■ Written task: Word for word, repeat the lines of the records from the one containing "phrase -- gray corrugated roof" through the last line, both included.

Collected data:
========

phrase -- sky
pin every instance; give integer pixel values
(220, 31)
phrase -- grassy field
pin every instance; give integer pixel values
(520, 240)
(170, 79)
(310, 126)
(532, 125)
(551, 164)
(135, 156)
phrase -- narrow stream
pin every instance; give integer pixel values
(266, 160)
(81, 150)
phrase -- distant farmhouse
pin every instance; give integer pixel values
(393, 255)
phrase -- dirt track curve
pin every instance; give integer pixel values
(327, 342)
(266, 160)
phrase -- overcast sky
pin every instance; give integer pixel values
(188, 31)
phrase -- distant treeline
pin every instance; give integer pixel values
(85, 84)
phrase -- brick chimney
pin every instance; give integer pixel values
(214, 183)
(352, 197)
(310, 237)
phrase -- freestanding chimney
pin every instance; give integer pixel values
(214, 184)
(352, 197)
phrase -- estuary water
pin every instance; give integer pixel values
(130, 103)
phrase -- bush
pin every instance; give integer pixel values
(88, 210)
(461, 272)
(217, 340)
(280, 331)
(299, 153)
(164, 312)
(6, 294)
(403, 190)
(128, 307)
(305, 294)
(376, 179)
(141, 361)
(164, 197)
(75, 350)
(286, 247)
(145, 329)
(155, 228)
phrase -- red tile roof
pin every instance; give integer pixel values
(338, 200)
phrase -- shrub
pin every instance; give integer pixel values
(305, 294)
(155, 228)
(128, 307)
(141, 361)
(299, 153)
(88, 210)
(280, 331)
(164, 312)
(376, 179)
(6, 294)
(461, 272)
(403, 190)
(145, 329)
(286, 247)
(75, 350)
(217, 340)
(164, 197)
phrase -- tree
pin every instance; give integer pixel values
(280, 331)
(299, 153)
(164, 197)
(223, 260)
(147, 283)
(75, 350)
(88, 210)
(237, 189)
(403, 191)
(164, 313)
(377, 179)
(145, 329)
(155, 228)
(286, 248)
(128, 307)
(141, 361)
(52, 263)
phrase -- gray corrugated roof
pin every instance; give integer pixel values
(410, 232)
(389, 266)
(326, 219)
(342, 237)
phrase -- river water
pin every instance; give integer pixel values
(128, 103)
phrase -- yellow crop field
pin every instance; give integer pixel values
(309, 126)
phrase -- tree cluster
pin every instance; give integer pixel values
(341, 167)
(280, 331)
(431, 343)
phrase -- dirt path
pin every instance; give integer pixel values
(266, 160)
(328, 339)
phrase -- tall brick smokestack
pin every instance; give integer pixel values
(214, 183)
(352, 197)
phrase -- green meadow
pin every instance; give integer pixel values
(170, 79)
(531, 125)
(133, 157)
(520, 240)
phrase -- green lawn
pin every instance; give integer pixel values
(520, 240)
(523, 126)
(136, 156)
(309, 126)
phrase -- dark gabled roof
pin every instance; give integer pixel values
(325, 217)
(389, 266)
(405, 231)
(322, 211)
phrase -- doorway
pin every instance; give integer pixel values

========

■ Expected output:
phrase -- gray corrugated roof
pin every instance; give integer pixel values
(410, 232)
(389, 266)
(326, 219)
(342, 237)
phrase -- river water
pin every instance; give integer pixel values
(128, 103)
phrase -- yellow crop field
pin every instance; give integer pixel values
(309, 126)
phrase -- tree cluster
pin every instance; give integer pixel values
(341, 167)
(280, 331)
(431, 343)
phrase -- dirt path
pin every instance; give integer pixel values
(266, 160)
(328, 339)
phrase -- tall brick smokestack
pin every instance; give integer pixel values
(214, 183)
(352, 197)
phrase -- green meadow
pin every instance; give integer pixel values
(170, 79)
(531, 125)
(133, 157)
(520, 240)
phrase -- green lawn
pin every instance; give integer pixel values
(520, 240)
(523, 126)
(136, 156)
(309, 126)
phrase -- dark gabled roof
pin every instance; give integer pixel values
(325, 217)
(389, 266)
(405, 231)
(322, 211)
phrase -- doorway
pin every instance; give integer pixel values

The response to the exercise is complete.